Your objective: Where does "logo" appear in the data? Return each line that holds it.

Input data:
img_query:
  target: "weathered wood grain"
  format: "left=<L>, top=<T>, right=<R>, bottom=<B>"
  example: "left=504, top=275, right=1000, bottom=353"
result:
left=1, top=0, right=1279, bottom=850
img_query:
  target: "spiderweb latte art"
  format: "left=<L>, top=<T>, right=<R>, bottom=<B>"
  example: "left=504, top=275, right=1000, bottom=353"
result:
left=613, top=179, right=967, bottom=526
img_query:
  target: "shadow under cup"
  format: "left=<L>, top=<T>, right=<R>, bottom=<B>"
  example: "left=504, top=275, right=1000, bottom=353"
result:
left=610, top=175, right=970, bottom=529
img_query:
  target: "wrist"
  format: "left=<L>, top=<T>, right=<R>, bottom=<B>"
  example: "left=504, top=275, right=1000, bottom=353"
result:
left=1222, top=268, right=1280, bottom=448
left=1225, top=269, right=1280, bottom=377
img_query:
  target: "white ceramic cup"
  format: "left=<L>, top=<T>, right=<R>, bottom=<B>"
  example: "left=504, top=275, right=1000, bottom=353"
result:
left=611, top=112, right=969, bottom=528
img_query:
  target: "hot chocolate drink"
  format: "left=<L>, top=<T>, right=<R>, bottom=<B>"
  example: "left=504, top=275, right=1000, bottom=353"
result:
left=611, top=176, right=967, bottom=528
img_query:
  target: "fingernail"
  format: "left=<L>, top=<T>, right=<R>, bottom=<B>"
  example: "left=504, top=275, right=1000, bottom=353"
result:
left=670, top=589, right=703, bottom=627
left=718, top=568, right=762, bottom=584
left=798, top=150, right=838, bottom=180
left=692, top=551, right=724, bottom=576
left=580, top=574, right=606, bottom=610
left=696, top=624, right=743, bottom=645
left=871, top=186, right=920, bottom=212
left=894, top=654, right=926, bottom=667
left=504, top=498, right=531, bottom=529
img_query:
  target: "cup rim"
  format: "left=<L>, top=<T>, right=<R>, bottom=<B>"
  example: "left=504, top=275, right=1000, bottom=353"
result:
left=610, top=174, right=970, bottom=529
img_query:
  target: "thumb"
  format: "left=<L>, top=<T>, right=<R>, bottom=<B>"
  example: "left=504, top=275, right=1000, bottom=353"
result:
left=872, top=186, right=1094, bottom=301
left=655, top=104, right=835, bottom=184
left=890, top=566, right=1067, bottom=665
...
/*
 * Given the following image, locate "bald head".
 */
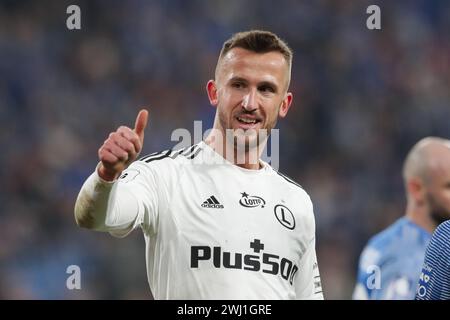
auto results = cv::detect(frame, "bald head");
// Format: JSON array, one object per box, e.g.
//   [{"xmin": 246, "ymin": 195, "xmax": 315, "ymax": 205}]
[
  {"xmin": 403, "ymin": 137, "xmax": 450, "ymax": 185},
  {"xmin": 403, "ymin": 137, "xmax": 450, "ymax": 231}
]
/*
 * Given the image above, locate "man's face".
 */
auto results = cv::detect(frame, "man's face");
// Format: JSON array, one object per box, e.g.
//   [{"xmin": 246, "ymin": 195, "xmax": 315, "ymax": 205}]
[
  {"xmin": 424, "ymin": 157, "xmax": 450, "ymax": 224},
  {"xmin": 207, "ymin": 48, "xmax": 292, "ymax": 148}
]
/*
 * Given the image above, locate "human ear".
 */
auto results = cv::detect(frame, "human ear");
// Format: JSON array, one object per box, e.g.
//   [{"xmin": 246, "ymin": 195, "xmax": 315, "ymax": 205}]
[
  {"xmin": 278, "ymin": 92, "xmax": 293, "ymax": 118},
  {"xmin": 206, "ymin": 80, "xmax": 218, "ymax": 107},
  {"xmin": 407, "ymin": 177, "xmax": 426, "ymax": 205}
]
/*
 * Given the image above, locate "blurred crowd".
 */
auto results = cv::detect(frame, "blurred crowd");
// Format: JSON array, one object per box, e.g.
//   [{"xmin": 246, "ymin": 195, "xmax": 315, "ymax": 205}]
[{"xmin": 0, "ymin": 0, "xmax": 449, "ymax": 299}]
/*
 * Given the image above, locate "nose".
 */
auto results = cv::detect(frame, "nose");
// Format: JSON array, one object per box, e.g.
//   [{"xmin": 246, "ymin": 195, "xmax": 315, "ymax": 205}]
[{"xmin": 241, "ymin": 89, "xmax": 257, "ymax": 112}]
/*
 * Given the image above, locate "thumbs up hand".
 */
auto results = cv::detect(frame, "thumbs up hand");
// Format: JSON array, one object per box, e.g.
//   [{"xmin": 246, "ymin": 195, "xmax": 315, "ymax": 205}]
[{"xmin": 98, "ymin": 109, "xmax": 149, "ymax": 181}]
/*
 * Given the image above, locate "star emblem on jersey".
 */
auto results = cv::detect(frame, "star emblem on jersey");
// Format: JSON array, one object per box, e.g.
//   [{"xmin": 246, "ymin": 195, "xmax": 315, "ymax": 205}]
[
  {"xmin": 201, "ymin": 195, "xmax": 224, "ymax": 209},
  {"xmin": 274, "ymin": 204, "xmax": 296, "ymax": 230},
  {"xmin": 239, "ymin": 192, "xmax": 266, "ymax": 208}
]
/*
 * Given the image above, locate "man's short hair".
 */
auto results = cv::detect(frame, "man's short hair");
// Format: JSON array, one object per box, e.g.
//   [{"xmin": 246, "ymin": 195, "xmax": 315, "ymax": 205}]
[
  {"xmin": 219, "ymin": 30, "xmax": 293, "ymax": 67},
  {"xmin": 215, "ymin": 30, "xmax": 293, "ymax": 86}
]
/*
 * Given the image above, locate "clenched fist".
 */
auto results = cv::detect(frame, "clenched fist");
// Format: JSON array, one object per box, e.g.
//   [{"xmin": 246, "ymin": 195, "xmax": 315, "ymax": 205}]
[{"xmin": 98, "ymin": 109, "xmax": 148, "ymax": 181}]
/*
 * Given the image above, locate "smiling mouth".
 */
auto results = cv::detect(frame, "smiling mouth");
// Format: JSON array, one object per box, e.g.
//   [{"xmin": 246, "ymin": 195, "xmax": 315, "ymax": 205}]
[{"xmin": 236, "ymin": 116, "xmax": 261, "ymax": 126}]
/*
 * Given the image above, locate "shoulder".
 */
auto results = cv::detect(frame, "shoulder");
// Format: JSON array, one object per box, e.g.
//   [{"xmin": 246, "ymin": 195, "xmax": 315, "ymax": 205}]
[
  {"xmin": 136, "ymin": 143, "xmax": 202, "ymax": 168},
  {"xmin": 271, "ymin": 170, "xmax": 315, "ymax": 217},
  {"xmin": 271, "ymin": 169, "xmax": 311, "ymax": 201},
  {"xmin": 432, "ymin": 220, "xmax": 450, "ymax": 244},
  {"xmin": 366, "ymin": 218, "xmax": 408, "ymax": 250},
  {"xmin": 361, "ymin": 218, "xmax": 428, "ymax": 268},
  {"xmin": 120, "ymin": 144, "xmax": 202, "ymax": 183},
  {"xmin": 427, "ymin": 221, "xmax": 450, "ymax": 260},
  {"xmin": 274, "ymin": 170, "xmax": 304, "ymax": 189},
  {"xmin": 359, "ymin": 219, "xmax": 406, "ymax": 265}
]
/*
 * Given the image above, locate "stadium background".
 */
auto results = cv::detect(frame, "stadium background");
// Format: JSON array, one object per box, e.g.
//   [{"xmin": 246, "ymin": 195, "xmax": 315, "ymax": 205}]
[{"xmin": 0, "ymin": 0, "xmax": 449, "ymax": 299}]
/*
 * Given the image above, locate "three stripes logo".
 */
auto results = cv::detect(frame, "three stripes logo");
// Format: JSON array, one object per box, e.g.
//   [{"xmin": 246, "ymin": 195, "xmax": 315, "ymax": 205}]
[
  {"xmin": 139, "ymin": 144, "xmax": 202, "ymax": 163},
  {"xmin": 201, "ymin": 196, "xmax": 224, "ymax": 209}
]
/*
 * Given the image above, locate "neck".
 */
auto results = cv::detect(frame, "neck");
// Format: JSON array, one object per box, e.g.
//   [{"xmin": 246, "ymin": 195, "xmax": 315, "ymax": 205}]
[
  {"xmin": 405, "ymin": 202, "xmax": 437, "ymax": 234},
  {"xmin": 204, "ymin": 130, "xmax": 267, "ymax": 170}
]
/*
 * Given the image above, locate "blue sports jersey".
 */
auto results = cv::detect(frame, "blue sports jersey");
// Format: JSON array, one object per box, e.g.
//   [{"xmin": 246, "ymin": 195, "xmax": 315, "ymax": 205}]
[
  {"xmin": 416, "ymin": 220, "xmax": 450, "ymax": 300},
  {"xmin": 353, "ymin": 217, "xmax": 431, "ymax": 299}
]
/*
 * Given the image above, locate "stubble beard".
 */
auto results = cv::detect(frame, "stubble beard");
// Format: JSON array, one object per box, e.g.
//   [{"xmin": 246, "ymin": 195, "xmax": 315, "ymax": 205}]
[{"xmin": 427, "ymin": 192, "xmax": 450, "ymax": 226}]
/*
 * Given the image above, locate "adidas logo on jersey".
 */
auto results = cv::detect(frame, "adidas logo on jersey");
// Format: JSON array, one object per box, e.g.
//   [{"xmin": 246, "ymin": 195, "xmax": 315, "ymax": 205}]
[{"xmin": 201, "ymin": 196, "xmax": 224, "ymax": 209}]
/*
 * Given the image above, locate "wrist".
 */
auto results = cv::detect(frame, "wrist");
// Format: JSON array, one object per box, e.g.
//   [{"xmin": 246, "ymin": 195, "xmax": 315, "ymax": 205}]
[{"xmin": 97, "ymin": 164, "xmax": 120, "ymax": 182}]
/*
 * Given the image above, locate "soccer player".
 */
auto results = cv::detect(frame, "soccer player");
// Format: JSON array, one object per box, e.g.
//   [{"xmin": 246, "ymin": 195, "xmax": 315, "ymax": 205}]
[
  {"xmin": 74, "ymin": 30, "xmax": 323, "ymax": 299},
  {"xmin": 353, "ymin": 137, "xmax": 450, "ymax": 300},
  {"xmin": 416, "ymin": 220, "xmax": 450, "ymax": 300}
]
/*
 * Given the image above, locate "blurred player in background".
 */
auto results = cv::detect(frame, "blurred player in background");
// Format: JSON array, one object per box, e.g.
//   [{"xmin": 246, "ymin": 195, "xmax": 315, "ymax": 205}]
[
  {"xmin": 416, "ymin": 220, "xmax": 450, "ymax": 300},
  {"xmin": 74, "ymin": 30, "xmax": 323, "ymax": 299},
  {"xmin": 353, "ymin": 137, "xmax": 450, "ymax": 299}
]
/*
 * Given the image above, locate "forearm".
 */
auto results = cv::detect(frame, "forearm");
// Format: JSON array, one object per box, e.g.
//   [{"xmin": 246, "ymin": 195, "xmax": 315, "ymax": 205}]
==
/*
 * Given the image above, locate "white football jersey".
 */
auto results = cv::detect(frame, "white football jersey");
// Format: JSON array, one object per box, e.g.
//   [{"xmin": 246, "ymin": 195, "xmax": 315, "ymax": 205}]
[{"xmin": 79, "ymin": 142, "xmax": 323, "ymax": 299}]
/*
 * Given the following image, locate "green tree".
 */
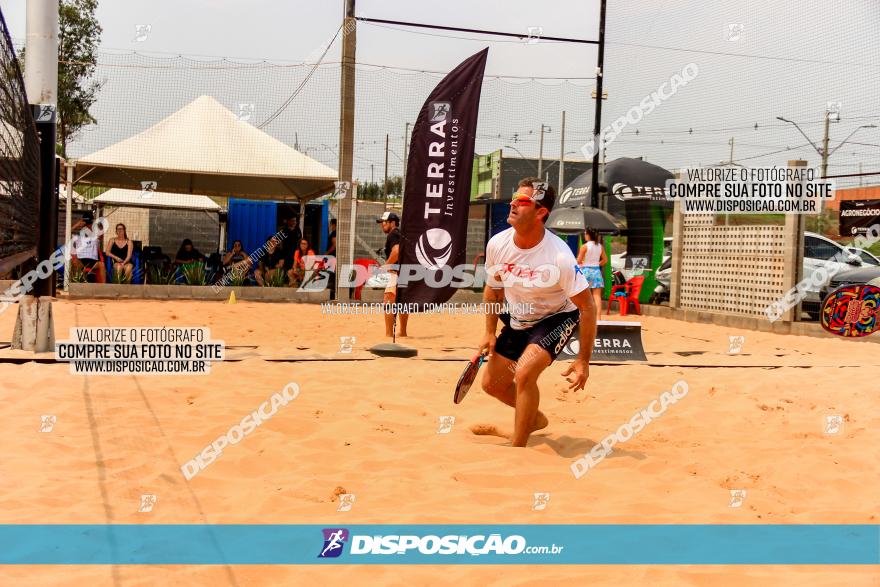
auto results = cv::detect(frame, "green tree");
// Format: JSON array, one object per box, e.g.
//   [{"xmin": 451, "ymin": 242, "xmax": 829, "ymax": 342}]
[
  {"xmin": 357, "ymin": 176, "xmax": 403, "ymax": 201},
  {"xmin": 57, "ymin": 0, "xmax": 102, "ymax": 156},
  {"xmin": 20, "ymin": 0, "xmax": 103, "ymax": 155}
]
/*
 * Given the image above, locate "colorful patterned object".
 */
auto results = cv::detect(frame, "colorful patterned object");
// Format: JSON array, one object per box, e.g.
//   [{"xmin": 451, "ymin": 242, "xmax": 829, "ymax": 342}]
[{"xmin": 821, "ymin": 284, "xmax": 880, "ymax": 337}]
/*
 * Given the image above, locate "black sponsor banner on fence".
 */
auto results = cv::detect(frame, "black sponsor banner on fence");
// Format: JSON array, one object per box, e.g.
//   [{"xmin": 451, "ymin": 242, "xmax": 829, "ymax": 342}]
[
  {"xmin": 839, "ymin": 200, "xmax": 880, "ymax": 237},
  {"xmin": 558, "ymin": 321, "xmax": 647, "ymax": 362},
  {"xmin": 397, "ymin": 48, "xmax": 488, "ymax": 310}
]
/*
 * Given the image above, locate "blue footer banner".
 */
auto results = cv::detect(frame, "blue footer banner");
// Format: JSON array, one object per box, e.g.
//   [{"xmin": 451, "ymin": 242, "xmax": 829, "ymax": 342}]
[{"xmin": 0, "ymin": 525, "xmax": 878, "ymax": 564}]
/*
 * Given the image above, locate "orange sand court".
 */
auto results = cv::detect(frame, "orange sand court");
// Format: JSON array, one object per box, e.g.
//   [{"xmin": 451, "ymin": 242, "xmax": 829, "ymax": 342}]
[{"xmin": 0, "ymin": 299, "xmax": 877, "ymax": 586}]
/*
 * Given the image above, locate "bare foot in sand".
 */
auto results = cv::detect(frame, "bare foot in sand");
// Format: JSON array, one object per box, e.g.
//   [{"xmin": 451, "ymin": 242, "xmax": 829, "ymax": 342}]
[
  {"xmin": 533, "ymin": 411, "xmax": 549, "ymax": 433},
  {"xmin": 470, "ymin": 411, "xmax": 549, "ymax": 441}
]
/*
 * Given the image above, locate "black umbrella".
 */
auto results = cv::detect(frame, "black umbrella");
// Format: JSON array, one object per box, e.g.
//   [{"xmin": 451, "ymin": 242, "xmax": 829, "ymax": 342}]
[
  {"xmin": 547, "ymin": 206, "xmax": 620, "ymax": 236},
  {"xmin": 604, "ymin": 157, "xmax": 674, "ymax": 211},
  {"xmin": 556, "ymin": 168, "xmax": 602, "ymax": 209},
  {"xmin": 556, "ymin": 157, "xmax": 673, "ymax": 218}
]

Answer to this problem:
 * Given the image above, locate "three stripes logo".
auto results = cv::detect(frame, "three stripes logo");
 * Given the image above, locate "adidas logo on jersey".
auto results = cv::detect(frame, "adidas logo on jersey");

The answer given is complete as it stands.